What is being asked> Set every entry down again precisely.

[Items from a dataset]
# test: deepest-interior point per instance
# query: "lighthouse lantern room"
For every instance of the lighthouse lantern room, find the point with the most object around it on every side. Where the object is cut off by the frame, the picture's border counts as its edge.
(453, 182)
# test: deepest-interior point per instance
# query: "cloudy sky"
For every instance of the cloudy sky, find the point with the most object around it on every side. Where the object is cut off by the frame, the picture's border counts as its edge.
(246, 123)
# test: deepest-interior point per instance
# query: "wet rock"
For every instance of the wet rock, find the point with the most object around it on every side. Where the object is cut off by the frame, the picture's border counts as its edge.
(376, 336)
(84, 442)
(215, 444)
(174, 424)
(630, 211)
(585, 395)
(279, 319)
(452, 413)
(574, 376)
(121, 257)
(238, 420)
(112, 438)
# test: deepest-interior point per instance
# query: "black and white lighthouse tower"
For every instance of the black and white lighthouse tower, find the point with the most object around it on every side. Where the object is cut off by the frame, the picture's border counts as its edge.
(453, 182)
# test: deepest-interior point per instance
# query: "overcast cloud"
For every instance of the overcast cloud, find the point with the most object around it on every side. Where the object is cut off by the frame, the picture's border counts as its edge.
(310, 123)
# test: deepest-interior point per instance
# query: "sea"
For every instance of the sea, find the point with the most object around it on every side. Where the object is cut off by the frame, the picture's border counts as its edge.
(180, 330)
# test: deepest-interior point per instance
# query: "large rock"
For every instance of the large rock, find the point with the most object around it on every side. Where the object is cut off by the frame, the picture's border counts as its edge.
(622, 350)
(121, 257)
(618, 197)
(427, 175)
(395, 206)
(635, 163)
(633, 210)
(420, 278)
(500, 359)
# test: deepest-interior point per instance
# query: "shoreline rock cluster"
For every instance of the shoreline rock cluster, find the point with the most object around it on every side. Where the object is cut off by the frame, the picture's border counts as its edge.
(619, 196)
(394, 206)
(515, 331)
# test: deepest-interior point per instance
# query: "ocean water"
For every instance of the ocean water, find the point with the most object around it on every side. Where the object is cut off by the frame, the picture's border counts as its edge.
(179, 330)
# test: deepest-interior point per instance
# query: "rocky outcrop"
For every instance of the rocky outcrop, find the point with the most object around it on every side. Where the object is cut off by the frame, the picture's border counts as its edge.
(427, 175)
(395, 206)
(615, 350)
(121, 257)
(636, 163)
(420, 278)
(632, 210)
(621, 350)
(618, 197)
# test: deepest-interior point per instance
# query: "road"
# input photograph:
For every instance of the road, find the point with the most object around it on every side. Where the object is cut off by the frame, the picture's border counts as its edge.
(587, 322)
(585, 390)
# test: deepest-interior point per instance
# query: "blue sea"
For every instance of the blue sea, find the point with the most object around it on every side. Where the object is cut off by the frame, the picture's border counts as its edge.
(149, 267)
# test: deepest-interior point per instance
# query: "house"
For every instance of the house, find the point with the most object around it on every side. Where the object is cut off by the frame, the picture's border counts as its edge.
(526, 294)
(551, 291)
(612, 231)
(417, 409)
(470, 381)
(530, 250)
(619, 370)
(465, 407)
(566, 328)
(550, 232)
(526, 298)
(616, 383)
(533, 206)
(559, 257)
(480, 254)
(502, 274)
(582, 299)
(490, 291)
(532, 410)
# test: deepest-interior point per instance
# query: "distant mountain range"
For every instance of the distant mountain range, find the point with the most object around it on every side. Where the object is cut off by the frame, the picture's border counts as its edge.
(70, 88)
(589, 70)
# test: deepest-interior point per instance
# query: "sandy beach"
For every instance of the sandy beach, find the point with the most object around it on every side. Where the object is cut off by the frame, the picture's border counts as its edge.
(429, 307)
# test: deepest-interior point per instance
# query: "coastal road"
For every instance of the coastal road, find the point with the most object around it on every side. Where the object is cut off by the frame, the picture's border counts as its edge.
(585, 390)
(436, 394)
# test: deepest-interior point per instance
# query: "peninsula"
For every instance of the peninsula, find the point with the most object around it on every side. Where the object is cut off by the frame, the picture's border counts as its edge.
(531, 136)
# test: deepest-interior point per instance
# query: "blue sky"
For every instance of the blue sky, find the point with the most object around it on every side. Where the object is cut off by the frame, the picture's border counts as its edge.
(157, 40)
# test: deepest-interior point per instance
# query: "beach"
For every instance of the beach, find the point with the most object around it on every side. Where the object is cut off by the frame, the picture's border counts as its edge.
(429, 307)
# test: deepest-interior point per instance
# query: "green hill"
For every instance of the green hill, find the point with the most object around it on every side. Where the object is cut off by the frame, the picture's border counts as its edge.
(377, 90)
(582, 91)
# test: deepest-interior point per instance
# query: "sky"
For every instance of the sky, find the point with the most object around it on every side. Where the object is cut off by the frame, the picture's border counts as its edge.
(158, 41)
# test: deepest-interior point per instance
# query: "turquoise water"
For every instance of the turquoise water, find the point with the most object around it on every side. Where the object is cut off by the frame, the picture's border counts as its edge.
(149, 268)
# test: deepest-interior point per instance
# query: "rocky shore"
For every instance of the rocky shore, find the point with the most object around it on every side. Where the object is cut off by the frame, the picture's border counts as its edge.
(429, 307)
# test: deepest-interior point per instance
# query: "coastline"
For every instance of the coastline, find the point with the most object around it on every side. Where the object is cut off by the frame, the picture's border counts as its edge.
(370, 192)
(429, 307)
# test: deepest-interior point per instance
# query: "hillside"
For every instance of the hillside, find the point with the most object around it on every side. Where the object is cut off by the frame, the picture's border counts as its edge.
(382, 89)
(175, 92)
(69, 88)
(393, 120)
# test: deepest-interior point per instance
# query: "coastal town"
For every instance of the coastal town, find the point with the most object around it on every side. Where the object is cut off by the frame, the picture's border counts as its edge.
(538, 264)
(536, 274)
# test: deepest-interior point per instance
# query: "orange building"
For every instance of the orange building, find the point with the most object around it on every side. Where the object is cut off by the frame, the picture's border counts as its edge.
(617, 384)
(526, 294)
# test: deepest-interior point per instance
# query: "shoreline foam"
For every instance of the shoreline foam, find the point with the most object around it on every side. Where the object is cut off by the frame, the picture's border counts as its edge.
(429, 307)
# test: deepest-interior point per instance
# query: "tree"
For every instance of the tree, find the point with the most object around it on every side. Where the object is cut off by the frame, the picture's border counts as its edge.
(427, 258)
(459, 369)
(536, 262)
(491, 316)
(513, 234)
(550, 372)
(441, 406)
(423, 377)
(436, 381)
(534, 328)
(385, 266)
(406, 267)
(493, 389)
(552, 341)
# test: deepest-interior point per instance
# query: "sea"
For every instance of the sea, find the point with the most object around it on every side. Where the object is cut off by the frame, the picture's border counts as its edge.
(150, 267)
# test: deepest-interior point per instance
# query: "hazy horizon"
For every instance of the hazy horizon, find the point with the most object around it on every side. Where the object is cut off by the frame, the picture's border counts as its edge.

Solution>
# test: deepest-interior point per instance
# query: "lighthouse lantern room"
For every instance of the lighthouse lantern room, find the point with the most object around it on every side. Where the object is cut off by the frame, the picture's border counts as its edge.
(453, 182)
# test: deepest-interior point per instance
# query: "cloudy sky"
For every instance of the cloudy sky, find the point with the most object around it on every side. Where the object is cut off by the frame, the picture's border counts as its edge.
(246, 123)
# test: deepest-interior point per instance
# query: "wet rock"
For every instance of the wet rock, find the point with the most object around it on every side. Where the object is cut off by the frame, the picture's border counts as its edge.
(376, 336)
(84, 442)
(215, 444)
(174, 424)
(630, 211)
(585, 395)
(279, 319)
(452, 413)
(574, 376)
(121, 257)
(238, 420)
(112, 438)
# test: deepest-interior point per instance
# query: "black and white lighthouse tower"
For every instance of the black and white lighthouse tower, find the point with the most object around it on every side. Where the object is cut off by the frame, the picture's border counts as its edge.
(453, 182)
# test: deepest-interior point per instance
# query: "overcast cloud"
For every instance of the overcast cloud, find the point with the most object around it on every side. Where the object is cut off by the frame, the picture's border counts as its edge.
(310, 123)
# test: deepest-interior point per instance
# query: "sea"
For every instance of the sea, find the point with the most object around it on every side. Where the object is cut off by the frame, the picture's border counts as its edge.
(180, 330)
# test: deepest-interior point per instance
# query: "large rock"
For every instance of the large rock, find the point with the most object around it on every side. Where the object is cut off by the frame, the picture's border counts as its edge.
(622, 350)
(121, 257)
(618, 197)
(427, 175)
(395, 206)
(635, 163)
(633, 210)
(420, 278)
(500, 359)
# test: deepest-interior point per instance
# query: "shoreline rock cluster"
For every instance of the shoreline rock cluster, find the point with the most object around it on every side. Where the object is cut off by the frame, the picture's border counts as its edge.
(619, 196)
(394, 206)
(515, 331)
# test: deepest-interior point per instance
# query: "ocean water"
For every instance of the ocean water, find the point with the most object around it on every side. Where the object is cut off by the frame, the picture's border counts as its edge.
(179, 330)
# test: deepest-interior point per instance
# query: "rocky outcrop"
For every instance of the rocky outcrop, find the point with the most object around it on every side. Where the object is cut off by the frame, the picture's border counts as its edge.
(427, 175)
(395, 206)
(615, 350)
(121, 257)
(636, 163)
(420, 278)
(632, 210)
(621, 350)
(618, 197)
# test: deepest-interior point per instance
# query: "road"
# input photograph:
For every instance of the road, find the point with the most object around it on every side. Where the object is cut off by the frame, the picture's border counts as its edge.
(587, 322)
(585, 390)
# test: deepest-interior point per instance
# query: "blue sea"
For every instance of the blue sea, find the point with the most object around it on every side. Where the object is cut off by the frame, the picture's border counts as its edge.
(149, 267)
# test: deepest-interior point per instance
# query: "house"
For every instance of the house, find the point with the most object around it on every side. Where the object is cut off by the frame, the picture's border counts as its edge.
(526, 294)
(551, 291)
(612, 231)
(417, 409)
(470, 381)
(530, 250)
(619, 370)
(465, 407)
(566, 328)
(550, 232)
(526, 298)
(616, 383)
(533, 206)
(559, 257)
(480, 254)
(502, 274)
(582, 299)
(490, 291)
(532, 410)
# test: deepest-interior point per instance
# query: "distant mountain range"
For every instance of the distant mountain range, find the point with the most object around it on every side. Where the object is cut off by the frame, the picture's border counts as its edge.
(70, 88)
(589, 70)
# test: deepest-interior point per instance
# query: "sandy beach"
For every instance of the sandy beach, find the point with the most object around it on every side. Where the object is cut off by the frame, the picture's border counts as its edge.
(429, 307)
# test: deepest-interior point per instance
# query: "coastal road"
For every instance of the coastal road, find the point with the most object around it on every side. Where the object is cut off by the frame, the picture's border counts as its edge.
(585, 390)
(436, 394)
# test: deepest-interior point per instance
# query: "peninsula"
For every instance of the peninsula, find the point with the most object around it on every side. Where the object is cut off by the frame, the picture's border counts as its edge.
(531, 136)
# test: deepest-interior point per instance
# query: "blue sky"
For every instance of the blue sky, find the point with the most object around it on every side. Where the object is cut off by the frame, the picture's border counts as its edge.
(157, 40)
# test: deepest-interior point per instance
# query: "beach"
For every instance of the beach, find the point with the most object around it on every side. Where the object is cut off by the frame, the picture's border counts as its edge.
(429, 307)
# test: deepest-interior point per instance
# query: "green hill"
For every instance of the green hill, find the point with the most object around it on every side. Where the object is cut off by the frame, the picture's border counts as its edge.
(377, 90)
(582, 91)
# test: deepest-interior point per instance
# query: "sky"
For every instance of the sky, find the point with the most object around it on every side. Where the object is cut off by the frame, the picture's border counts as its edge.
(158, 41)
# test: deepest-interior point per instance
# query: "turquoise water"
For every instance of the turquoise water, find the point with the most object around it on every side. Where the object is cut off by the frame, the picture's border counts as its edge.
(149, 268)
# test: deepest-interior point per instance
# query: "rocky shore"
For every instance of the rocky shore, find the point with the most object around it on every side. Where the object is cut off by the frame, the picture's border counts as its edge.
(429, 307)
# test: deepest-interior point per instance
# query: "coastline"
For every instance of the coastline, find the point with the most object around it on every side. Where the object is cut off by the frame, the picture's border counts as its edge.
(370, 192)
(429, 307)
# test: deepest-interior point per instance
# query: "hillside"
For every instance of the hillside, find the point with the most object around it on every side. Where the object is cut off by the frame, the picture's border counts as its edge.
(382, 89)
(175, 92)
(69, 88)
(393, 120)
# test: deepest-interior point per instance
# query: "coastal town"
For every instance of the coastal town, find the point with the most object around it on every side. Where the object is cut off by the frame, the picture's border counts as its edge.
(538, 264)
(536, 274)
# test: deepest-interior point per instance
# query: "orange building"
For every instance of the orange building, find the point with the most object around it on every side. Where the object is cut off by the frame, the picture's border counts as its edge.
(617, 384)
(526, 294)
# test: deepest-interior point per instance
# query: "shoreline foam"
For every instance of the shoreline foam, find the point with the most object around it on every side. Where the object is cut off by the frame, the picture's border counts as its edge.
(429, 307)
# test: deepest-interior point per instance
# query: "tree"
For every instance of the tree, find the point with the most object around it on every side. Where the object is cut off by the frame, the picture's border counts as its edge.
(427, 258)
(459, 369)
(536, 262)
(491, 316)
(513, 234)
(550, 372)
(441, 406)
(423, 377)
(436, 381)
(534, 328)
(385, 266)
(406, 267)
(493, 389)
(552, 341)
# test: deepest-interior point per instance
# query: "sea"
For every instance of the sea, find the point with the most object around it on every side. Where the object is cut off by the frame, the picture's border counts as its edge.
(150, 267)
# test: deepest-interior point per instance
# query: "hazy horizon"
For every instance of the hazy horizon, find the point with the most object around it on every side. Where the object is cut off by the frame, the picture's border counts as its edge.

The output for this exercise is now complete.